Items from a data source
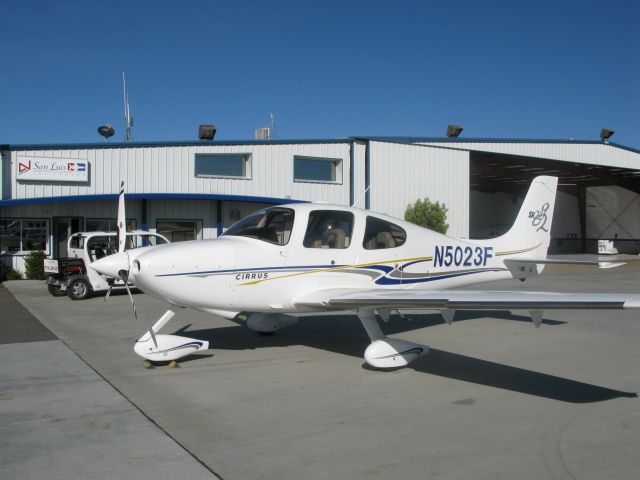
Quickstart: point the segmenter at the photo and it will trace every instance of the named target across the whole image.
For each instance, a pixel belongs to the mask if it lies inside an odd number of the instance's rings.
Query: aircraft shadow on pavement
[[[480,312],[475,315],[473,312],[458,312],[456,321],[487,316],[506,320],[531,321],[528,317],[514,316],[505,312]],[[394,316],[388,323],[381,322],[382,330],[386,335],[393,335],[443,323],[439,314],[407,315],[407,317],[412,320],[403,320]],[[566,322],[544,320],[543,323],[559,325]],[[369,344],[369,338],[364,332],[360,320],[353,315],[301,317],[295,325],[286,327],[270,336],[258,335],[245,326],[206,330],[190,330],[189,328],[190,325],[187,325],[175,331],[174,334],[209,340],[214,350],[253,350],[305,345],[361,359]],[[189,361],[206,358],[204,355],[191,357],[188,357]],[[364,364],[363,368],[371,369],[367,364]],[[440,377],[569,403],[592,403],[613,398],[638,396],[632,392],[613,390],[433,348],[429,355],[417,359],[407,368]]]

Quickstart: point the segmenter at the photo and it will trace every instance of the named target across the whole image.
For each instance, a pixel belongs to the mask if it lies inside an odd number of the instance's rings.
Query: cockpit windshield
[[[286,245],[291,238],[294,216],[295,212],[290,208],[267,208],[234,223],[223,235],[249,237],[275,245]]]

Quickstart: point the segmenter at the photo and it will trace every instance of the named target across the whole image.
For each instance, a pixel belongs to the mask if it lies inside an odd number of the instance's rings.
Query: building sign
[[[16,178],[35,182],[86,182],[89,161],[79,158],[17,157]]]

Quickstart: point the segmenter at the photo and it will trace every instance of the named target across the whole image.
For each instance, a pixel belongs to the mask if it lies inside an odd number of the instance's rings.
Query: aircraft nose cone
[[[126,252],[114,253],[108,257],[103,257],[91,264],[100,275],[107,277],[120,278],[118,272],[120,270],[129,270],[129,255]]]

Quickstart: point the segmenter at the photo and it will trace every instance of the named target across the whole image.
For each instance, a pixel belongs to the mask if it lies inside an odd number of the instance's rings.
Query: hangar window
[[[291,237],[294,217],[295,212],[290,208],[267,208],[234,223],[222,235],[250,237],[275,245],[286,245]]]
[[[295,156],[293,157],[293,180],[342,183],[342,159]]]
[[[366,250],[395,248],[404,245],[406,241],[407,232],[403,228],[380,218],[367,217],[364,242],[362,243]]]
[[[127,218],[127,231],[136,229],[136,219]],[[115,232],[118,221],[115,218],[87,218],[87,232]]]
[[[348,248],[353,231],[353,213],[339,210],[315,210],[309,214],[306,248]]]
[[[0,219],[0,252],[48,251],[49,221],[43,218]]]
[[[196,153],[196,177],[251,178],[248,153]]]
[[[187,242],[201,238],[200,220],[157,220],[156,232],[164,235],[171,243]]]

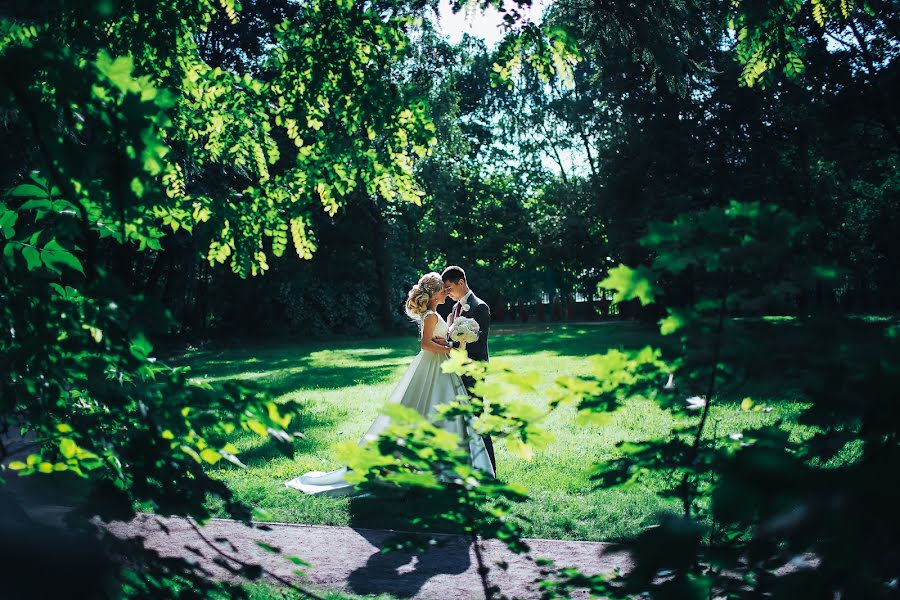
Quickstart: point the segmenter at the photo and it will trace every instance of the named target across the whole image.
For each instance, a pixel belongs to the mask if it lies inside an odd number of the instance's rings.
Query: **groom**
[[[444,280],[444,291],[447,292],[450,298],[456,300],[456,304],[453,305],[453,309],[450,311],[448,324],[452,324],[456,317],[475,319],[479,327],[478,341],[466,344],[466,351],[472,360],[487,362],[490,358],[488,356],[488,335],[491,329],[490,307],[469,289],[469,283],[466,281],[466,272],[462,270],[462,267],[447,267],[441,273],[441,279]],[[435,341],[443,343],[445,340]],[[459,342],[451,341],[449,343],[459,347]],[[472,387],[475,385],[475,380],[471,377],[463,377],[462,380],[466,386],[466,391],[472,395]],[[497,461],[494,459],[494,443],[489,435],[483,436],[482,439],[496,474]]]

[DIRECTIONS FOR THIS TASK]
Give the records again exactly as they stand, so that only the pictures are missing.

[RESULT BELOW]
Quickstart: point the segmenter at the photo and it will trace every instance of the named target across the whole image.
For each instance, a pixel belongs to the mask if it lies inside an odd number of the instance's rings.
Query: aircraft shadow on pavement
[[[480,312],[475,315],[473,312],[458,312],[456,321],[487,316],[506,320],[531,321],[528,317],[514,316],[505,312]],[[394,316],[388,323],[381,322],[382,330],[386,335],[393,335],[443,323],[439,314],[407,315],[407,317],[412,320],[403,320]],[[566,322],[544,320],[543,323],[559,325]],[[369,344],[369,338],[364,332],[360,320],[353,315],[301,317],[295,325],[286,327],[270,336],[258,335],[245,326],[206,330],[190,330],[189,328],[190,325],[187,325],[175,331],[174,334],[209,340],[214,350],[253,350],[305,345],[361,359]],[[189,361],[206,358],[204,355],[191,357],[188,357]],[[364,364],[363,368],[371,369],[367,364]],[[440,377],[569,403],[592,403],[613,398],[638,396],[632,392],[613,390],[433,348],[429,355],[417,359],[407,368]]]

Quickstart: point the segmenter at the photo and it will trace every instance of the named target across the whole image.
For each instance, a pixel belongs to the mask if it lies inside an odd number of the instance's rings.
Query: cockpit windshield
[[[286,245],[291,238],[294,216],[295,212],[290,208],[267,208],[234,223],[223,235],[249,237],[275,245]]]

Quickstart: point the segmenter at the photo and it will trace every instance of the named target across the whole image.
For each instance, a pixel belongs to the mask if it lies inside an odd number of the instance's rings.
Query: building sign
[[[16,178],[35,182],[86,182],[89,161],[79,158],[17,157]]]

Quickstart: point the segmenter at the photo and it will trace every instance of the named target across the whole image.
For each instance, a pixel belongs to the mask if it lies inside an odd number of the instance's rings.
Query: aircraft nose cone
[[[126,252],[114,253],[108,257],[103,257],[91,264],[100,275],[107,277],[120,278],[118,272],[120,270],[129,270],[129,255]]]

Quickstart: point the segmenter at the photo and it will trace every instance of the named target across the whole image.
For each instance, a pixel belongs to the mask if it lies inside an odd number of the instance's rings.
Query: hangar window
[[[291,237],[294,217],[295,212],[290,208],[267,208],[234,223],[222,235],[250,237],[275,245],[286,245]]]
[[[295,156],[293,157],[293,180],[342,183],[342,159]]]
[[[366,250],[395,248],[404,245],[406,241],[407,232],[403,228],[380,218],[367,217],[364,242],[362,243]]]
[[[127,218],[127,231],[136,229],[136,219]],[[115,232],[118,221],[115,218],[87,218],[87,232]]]
[[[348,248],[353,231],[353,213],[339,210],[315,210],[309,214],[306,248]]]
[[[0,219],[0,252],[48,251],[49,221],[43,218]]]
[[[196,153],[196,177],[251,178],[248,153]]]
[[[187,242],[201,238],[200,220],[157,220],[156,232],[164,235],[171,243]]]

Quickstart: point the segmenter at the photo and it will trace every instance of the named target across the whole image.
For each instance, a pixel belongs to the mask if it lies inside an odd number of the instance's rings.
Query: **groom**
[[[444,280],[444,291],[447,292],[450,298],[456,300],[456,304],[453,305],[453,309],[450,311],[448,324],[452,324],[456,317],[475,319],[479,327],[478,341],[466,344],[466,351],[472,360],[487,362],[490,358],[488,356],[488,335],[491,329],[490,307],[469,289],[469,283],[466,281],[466,272],[462,270],[462,267],[447,267],[441,273],[441,279]],[[435,341],[443,343],[445,340]],[[459,342],[451,341],[449,343],[459,347]],[[472,387],[475,385],[475,380],[471,377],[463,377],[462,380],[466,386],[466,391],[472,395]],[[497,461],[494,459],[494,443],[489,435],[483,436],[482,439],[496,474]]]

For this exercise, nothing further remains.